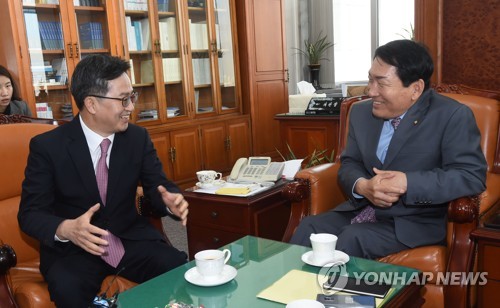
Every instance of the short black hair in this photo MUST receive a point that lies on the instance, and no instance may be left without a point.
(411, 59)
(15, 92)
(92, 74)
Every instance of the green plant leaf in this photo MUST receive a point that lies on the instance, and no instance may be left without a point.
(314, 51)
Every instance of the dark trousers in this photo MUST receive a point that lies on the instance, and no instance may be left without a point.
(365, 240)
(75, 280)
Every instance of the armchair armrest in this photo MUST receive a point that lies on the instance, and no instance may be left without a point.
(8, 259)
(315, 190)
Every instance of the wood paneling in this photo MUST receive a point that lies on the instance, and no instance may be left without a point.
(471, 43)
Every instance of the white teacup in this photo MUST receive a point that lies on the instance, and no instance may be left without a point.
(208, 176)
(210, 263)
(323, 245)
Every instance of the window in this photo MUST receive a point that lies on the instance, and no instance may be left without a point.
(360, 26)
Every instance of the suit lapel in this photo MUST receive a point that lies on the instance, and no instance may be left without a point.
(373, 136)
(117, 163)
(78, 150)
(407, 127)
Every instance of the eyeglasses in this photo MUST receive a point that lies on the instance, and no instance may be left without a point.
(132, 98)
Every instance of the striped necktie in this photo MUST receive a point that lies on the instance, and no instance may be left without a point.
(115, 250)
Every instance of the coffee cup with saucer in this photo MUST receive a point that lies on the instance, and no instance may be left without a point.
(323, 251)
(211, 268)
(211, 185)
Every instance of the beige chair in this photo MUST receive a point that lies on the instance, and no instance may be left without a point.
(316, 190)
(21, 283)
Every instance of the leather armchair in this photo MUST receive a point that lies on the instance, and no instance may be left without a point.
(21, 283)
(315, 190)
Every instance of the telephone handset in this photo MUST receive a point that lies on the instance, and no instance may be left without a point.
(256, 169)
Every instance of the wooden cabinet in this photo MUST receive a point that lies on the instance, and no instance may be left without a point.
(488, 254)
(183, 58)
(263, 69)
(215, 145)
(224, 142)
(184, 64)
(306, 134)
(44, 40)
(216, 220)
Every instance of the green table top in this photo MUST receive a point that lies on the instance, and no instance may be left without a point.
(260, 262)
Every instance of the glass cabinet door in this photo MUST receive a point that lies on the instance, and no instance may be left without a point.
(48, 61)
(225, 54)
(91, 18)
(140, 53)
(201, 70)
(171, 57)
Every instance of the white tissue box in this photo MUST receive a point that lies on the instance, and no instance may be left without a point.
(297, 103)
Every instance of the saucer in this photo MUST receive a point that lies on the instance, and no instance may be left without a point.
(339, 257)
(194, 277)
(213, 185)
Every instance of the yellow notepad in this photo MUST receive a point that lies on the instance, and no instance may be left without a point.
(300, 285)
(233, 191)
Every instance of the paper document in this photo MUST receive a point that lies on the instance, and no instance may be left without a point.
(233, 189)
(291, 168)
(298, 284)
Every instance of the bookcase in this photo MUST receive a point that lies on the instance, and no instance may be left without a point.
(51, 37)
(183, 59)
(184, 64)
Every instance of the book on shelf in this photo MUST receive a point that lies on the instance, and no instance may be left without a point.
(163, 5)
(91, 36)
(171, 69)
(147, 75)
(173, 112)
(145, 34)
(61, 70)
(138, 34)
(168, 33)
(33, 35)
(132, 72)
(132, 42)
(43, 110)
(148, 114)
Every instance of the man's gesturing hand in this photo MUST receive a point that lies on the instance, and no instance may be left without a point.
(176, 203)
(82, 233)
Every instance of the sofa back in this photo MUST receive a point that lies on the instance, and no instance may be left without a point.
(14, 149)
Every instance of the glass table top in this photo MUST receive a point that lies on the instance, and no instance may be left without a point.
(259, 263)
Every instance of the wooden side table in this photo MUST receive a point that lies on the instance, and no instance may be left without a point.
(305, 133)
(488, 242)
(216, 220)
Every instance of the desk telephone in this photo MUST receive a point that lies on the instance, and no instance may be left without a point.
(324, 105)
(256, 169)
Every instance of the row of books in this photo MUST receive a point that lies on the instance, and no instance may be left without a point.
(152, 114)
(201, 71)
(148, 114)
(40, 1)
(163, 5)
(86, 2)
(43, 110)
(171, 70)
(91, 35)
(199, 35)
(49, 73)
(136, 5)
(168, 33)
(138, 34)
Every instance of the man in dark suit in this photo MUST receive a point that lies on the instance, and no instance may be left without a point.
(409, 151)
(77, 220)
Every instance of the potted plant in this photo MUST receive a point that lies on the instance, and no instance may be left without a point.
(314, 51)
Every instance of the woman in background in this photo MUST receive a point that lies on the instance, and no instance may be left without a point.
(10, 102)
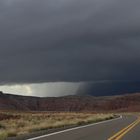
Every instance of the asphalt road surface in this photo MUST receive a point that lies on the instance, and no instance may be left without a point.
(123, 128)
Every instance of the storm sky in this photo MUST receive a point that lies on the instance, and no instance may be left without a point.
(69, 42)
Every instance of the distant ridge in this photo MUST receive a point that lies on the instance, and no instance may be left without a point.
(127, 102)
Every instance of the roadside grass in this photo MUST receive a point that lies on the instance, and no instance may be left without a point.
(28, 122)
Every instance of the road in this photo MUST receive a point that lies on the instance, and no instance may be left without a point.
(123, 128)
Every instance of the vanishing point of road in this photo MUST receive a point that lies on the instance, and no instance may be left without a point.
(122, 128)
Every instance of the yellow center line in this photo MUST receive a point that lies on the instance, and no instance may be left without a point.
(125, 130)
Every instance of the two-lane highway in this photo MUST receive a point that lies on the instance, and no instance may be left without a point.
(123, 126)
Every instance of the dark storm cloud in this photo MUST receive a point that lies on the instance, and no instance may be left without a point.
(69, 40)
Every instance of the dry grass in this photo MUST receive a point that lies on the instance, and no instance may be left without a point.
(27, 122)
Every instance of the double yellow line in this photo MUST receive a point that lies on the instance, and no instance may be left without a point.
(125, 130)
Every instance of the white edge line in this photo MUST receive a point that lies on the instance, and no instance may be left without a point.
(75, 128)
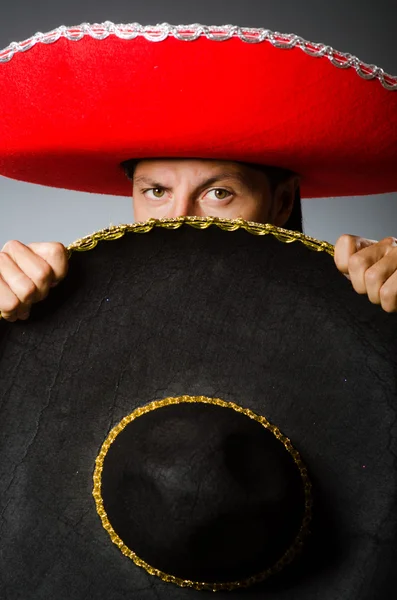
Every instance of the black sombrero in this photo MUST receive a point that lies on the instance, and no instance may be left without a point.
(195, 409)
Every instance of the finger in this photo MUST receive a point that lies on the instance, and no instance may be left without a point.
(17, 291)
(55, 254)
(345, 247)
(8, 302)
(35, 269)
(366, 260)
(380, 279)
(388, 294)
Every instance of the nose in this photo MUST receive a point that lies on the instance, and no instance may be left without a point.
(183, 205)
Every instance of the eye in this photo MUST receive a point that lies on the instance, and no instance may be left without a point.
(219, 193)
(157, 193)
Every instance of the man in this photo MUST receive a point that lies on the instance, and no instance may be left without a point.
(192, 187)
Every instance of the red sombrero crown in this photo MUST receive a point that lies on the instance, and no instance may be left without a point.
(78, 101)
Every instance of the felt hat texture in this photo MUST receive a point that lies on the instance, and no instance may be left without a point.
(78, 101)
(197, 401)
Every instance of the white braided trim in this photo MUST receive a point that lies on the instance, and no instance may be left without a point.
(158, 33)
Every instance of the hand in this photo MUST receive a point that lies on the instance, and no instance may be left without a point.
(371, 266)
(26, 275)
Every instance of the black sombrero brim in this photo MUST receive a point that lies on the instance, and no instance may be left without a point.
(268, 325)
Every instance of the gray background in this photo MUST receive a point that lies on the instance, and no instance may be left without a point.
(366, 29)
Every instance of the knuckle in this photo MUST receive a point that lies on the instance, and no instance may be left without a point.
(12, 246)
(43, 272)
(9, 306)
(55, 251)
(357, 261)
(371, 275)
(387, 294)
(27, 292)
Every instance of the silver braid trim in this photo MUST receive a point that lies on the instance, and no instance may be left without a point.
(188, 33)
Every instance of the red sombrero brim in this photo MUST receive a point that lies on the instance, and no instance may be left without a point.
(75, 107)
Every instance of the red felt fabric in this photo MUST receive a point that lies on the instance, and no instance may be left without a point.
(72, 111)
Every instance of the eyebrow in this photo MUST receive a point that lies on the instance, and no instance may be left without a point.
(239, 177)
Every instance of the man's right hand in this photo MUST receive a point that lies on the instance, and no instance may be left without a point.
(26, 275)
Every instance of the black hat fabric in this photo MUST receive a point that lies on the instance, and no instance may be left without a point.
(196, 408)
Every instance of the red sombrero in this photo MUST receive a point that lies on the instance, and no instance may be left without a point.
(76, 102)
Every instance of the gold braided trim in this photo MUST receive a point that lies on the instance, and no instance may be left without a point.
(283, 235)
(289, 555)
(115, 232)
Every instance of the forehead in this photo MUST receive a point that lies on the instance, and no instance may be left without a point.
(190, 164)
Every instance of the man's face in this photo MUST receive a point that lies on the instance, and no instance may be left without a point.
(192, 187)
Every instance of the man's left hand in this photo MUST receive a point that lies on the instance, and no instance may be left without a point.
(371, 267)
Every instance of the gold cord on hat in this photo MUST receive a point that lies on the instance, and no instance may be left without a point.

◆ REQUIREMENT
Output the part of the records that opens with the line containing "Every instance of the man's left" and runs through the end of the records as a JSON list of strings, one string per line, leaving out blank lines.

◆ TASK RESULT
[
  "Every instance of the man's left hand in this photo MUST receive a point that lies on the instance, and no instance may be left without a point.",
  "(371, 267)",
  "Every instance of the gold cord on hat in this photo MUST receive a point that lies on the instance, and no instance may be left without a point."
]